**GIVEN REQUEST**.
From the forum thread about military police, copy word for word the passage that begins with the words "IMO I think" and ends with the words "getting a ticket.".

# Start of DOCUMENT SECTION

Who gives a crap about what other people think.  Do you want to be a MP?  Then don't worry about what other people think.  I am sure that MPs don't care if some dick head calls them meatheads as long as they obey the rules.  Stop stirring the pot and concentrate on getting through the process and doing well.  For future reference the word is whether not weather.


----------



## SeanNewman (30 Jun 2010)

IMO I think MPs generally get a bad rep that is for the most part un-earned.

On operations I have seen some very useful and keen ones attached to the Infantry to take care of detainee-type issues.

In Garrison I have been in a few situations that weren't necessarily illegal but the MP could have gone either way about it, and every time the MP has given me the benefit of the doubt so I have a lot of time for them.  I'm not talking about them not doing their job or anything and looking the other way as something bad happens, but more like getting pulled over for doing a couple over and not getting a ticket.

That being said, a lot of the bad taste comes from the perception that MPs don't have much to do other than look for troops to do things that they can be caught for (partying in the shacks, speeding, etc).  While I make no attempt to speak for every soldier, the ones I have heard talk about MPs seem to feel as if MPs only exist to make their lives harder.  Perhaps they feel like they should get a free ride on base and never be punished (?)

But as I wrote, every MP I have dealt with seems to understand the difference between someone who has just had a few too many and needs to be shown the way to a bed and someone who is dangerously drunk and out to hurt someone.  And the difference between someone going a bit too fast too or from work and someone who is doing burnouts and 100 km/h wheelies on base.

# End of DOCUMENT SECTION
# Start of EXTRACTED INFORMATION

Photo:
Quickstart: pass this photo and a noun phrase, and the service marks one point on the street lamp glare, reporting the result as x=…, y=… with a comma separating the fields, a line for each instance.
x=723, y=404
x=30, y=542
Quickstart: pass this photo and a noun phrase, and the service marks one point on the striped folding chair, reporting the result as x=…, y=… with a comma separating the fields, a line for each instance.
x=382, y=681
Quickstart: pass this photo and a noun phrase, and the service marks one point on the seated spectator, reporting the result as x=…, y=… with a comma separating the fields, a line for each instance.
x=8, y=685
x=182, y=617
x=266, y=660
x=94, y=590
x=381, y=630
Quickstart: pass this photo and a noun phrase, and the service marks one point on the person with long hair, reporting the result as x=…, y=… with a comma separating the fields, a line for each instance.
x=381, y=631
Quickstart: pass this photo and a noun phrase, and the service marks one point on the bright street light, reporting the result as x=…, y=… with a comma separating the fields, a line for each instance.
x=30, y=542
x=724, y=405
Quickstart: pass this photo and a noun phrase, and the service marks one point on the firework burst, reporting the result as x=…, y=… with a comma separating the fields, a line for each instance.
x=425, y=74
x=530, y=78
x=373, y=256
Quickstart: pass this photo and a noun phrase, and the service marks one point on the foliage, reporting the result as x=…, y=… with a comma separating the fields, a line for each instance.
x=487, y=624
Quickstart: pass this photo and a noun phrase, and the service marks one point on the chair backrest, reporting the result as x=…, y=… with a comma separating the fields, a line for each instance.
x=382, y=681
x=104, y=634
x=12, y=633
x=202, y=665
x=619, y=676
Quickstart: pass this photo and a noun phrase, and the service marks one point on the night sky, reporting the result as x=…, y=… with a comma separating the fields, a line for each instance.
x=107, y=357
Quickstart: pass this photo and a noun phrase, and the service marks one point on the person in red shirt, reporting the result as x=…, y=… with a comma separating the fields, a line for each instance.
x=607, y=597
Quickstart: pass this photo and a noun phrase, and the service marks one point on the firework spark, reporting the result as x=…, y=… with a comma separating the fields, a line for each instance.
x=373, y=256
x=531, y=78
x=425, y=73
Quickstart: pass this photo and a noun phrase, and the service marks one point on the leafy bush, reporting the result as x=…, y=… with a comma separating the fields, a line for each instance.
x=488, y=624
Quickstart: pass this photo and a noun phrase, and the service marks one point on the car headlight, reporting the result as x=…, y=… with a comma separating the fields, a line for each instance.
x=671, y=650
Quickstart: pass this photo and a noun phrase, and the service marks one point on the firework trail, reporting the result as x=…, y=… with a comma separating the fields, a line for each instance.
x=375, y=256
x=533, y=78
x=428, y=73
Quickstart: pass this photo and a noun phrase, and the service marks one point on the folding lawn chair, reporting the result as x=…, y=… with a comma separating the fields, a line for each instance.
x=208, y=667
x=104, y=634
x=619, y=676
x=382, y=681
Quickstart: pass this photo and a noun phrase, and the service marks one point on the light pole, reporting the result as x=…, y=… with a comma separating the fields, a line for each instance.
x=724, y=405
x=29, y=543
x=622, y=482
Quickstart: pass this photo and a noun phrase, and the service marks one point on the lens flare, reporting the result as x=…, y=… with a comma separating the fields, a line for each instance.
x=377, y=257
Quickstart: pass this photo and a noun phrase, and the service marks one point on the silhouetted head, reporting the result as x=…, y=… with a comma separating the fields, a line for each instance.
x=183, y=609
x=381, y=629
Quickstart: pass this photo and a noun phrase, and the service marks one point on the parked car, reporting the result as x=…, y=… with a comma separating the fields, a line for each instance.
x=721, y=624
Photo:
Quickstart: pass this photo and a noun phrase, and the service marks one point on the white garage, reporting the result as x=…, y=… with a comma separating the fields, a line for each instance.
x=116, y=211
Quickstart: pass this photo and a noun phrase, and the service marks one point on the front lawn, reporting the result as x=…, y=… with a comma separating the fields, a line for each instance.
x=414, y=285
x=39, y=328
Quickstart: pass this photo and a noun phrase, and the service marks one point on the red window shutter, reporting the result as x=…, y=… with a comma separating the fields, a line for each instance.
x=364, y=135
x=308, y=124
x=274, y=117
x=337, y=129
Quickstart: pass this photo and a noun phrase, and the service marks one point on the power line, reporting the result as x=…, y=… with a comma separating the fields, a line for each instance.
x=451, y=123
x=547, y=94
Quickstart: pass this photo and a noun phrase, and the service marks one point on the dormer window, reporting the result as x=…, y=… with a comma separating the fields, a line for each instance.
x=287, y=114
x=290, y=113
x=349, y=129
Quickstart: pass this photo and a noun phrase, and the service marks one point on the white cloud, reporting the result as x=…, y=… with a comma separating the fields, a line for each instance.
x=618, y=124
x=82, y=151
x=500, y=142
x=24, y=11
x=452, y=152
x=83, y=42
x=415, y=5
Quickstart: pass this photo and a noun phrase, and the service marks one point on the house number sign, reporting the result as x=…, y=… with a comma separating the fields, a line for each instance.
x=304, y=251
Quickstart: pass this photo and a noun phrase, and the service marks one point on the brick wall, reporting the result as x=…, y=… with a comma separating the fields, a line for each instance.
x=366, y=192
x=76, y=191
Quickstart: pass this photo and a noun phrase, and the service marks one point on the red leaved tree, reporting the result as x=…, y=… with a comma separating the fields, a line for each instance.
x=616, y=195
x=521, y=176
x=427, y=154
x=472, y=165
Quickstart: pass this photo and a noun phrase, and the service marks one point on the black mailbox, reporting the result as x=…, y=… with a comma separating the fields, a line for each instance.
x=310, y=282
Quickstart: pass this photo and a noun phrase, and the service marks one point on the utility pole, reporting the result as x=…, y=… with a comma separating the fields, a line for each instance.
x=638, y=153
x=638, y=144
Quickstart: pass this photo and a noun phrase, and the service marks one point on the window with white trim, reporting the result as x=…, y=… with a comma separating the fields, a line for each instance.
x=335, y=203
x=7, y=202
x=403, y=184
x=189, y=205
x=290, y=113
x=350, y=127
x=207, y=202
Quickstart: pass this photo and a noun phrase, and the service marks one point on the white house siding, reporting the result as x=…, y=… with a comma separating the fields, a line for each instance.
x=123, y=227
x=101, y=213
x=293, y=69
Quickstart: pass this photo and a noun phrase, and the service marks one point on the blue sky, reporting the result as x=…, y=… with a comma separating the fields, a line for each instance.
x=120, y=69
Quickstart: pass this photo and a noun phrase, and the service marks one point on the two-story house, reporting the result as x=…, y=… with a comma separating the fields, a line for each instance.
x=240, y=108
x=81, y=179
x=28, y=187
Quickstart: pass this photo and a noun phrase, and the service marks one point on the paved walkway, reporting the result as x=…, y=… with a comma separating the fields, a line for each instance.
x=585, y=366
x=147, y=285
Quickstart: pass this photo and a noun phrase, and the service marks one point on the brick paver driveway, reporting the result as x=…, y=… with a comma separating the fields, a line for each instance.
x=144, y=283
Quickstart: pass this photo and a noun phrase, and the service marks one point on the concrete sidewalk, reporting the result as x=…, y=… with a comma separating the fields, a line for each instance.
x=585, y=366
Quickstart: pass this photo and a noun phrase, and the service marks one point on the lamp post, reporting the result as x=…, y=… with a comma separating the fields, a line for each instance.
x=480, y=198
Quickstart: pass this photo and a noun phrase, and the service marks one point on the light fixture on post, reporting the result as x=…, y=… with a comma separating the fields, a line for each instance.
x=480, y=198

# End of EXTRACTED INFORMATION

**SOLUTION BELOW**.
IMO I think MPs generally get a bad rep that is for the most part un-earned.

On operations I have seen some very useful and keen ones attached to the Infantry to take care of detainee-type issues.

In Garrison I have been in a few situations that weren't necessarily illegal but the MP could have gone either way about it, and every time the MP has given me the benefit of the doubt so I have a lot of time for them.  I'm not talking about them not doing their job or anything and looking the other way as something bad happens, but more like getting pulled over for doing a couple over and not getting a ticket.